São Paulo, sexta, 11 de dezembro de 1998

Texto Anterior | Próximo Texto | Índice

Novas receitas de São Cipriano

CARLOS HEITOR CONY
do Conselho Editorial

Publiquei, meses atrás, aqui neste mesmo espaço, algumas receitas de São Cipriano. Saio de férias e encontro na correspondência e no e-mail as reclamações de leitores querendo mais e melhor. Não custa atender àquilo que os locutores de rádio anunciam como "insistentes pedidos". Continuo hoje a divulgar piedosas receitas do livro Único e Verdadeiro atribuído ao santo.
Preliminarmente, uma sugestão às autoridades deste país: na página 300 do precioso livro há uma infalível receita para fazer ouro. Acredito que o ministro Malan e o BNDES, preocupados com os nossos lastros, que obrigam o país a andar de rastros pedindo dinheiro aos outros, adquiram o compêndio de São Cipriano. A receita é simples, pois o ingrediente principal é a cabeça de bagre colhida à meia-noite das sextas-feiras. Ora, não nos faltam cabeças de bagre de diversos tamanhos e feitios. E quanto às sextas-feiras, nada há a temer: enquanto não reformarem o calendário, elas virão na véspera dos sábados.
Mas deixemos ao Malan e à Casa da Moeda a vil preocupação com o vil metal. Nós outros passemos a feitiços mais salutares e necessários, como este proveitoso "Enquirimanço de São Cipriano para aquecer mulheres frias".

(Entradas salvas)
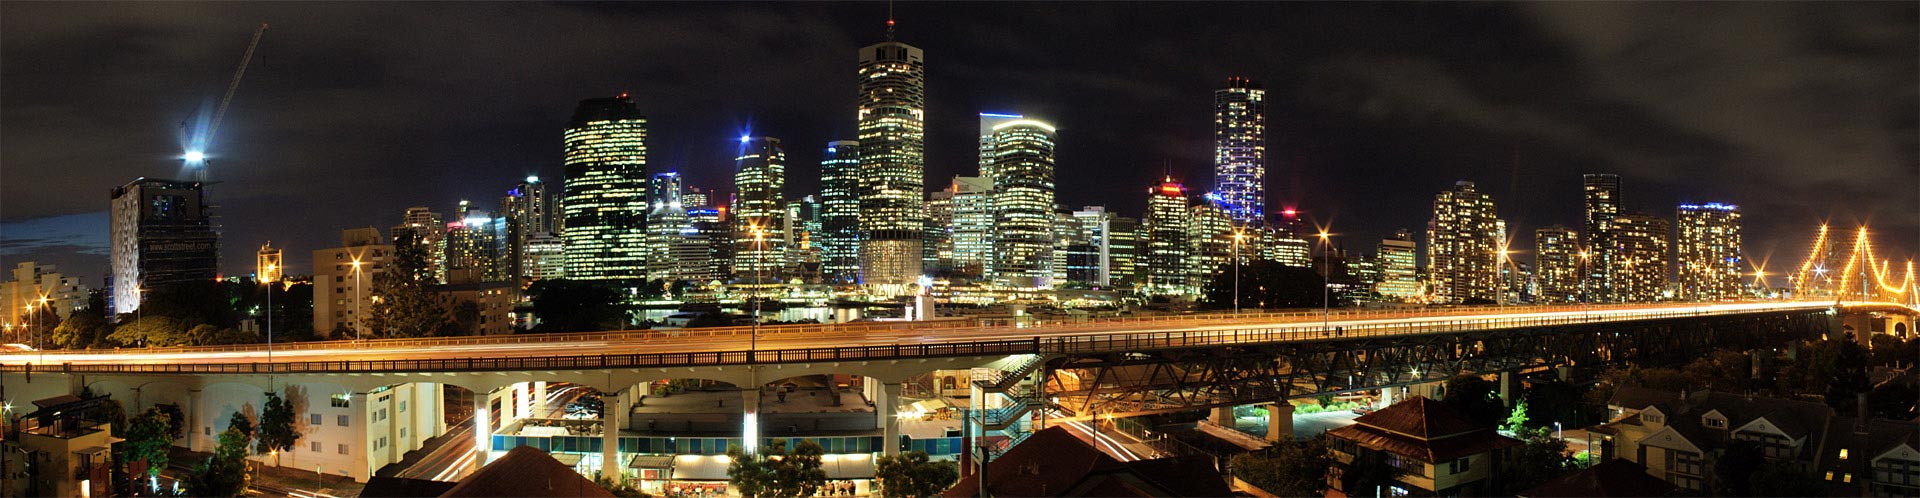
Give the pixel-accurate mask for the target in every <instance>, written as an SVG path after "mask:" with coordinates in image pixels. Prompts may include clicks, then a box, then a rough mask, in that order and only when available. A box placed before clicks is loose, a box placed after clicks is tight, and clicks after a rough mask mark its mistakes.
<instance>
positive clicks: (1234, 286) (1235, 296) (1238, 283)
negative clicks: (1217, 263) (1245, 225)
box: [1233, 231, 1246, 315]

**Lista de exercícios**
- a) Imprima o trecho da crônica sobre São Cipriano entre "São Paulo, sexta, 11" e "atribuído ao santo.", inclusive.
- b) Dê a continuação da crônica sobre São Cipriano a partir da última frase mostrada.

**Respostas por tarefa**
- a)
São Paulo, sexta, 11 de dezembro de 1998

Texto Anterior | Próximo Texto | Índice

Novas receitas de São Cipriano

CARLOS HEITOR CONY
do Conselho Editorial

Publiquei, meses atrás, aqui neste mesmo espaço, algumas receitas de São Cipriano. Saio de férias e encontro na correspondência e no e-mail as reclamações de leitores querendo mais e melhor. Não custa atender àquilo que os locutores de rádio anunciam como "insistentes pedidos". Continuo hoje a divulgar piedosas receitas do livro Único e Verdadeiro atribuído ao santo.

- b)
Ingredientes: raiz de salgueiro: 20 gramas; sementes de saganha brava: duas mãos cheias; cabelos de uma negra com a raiz: 20 dúzias; farinha de amendoim: 30 gramas; cantáridas: três; avelãs: quatro; uma coruja inteira defumada e passada na máquina: obviamente uma.
Modo de preparar: tudo moído e bem misturado até fazer uma bola, a qual deixa-se ao relento por tempo de três noites sem lua. No fim das três noites, abre-se um buraco no colchão da cama da mulher que se deseja aquecer, dizendo este esconjuro: "Pelas chagas de Cristo e pelo amor que voto a (aqui o nome fatal da amada), te esconjuro, salgueiro ligado à saganha, aos cabelos da negra, ao amendoim, às cantáridas e à coruja defumada! Quero que, pela virtude de São Cipriano, essa mulher me ame como eu a amo!"
A receita é eficientíssima. As revistas ditas masculinas, dedicadas ao assunto, poderiam fornecer, por mala postal, os ingredientes necessários. Fica difícil a um morador de Realengo ou do Brás arranjar no mercado as cantáridas, a saganha brava -ou a mansa, que também deve ser difícil de ser identificada e comprada. Talvez não seja trabalhoso defumar uma coruja, mas 20 dúzias de cabelos de uma negra com raiz é problemático. O santo não especificou de onde essas dúzias devem ser tiradas, mas alguns interpretadores, ao longo do século 12, garantem que só servem os pêlos da região pubiana.
Daí que as revistas eróticas, as sérias e as de vulgar sacanagem, poderiam criar um serviço de mailing para ajudar seus leitores. Ganhariam todos.
Garantem também alguns historiadores da magia que tal receita fez furioso sucesso na corte de Pepino, o Breve, que logo se tornaria Pepino, o Grosso, cujo filho bastardo, Pepino, o Longo, numa só noite conseguiu possuir 15 mulheres ardentemente apaixonadas por ele.
Também me perguntam sobre a edificante história de São Cipriano e Elvira no deserto. Essa sairá em breve. Não perdem por esperar.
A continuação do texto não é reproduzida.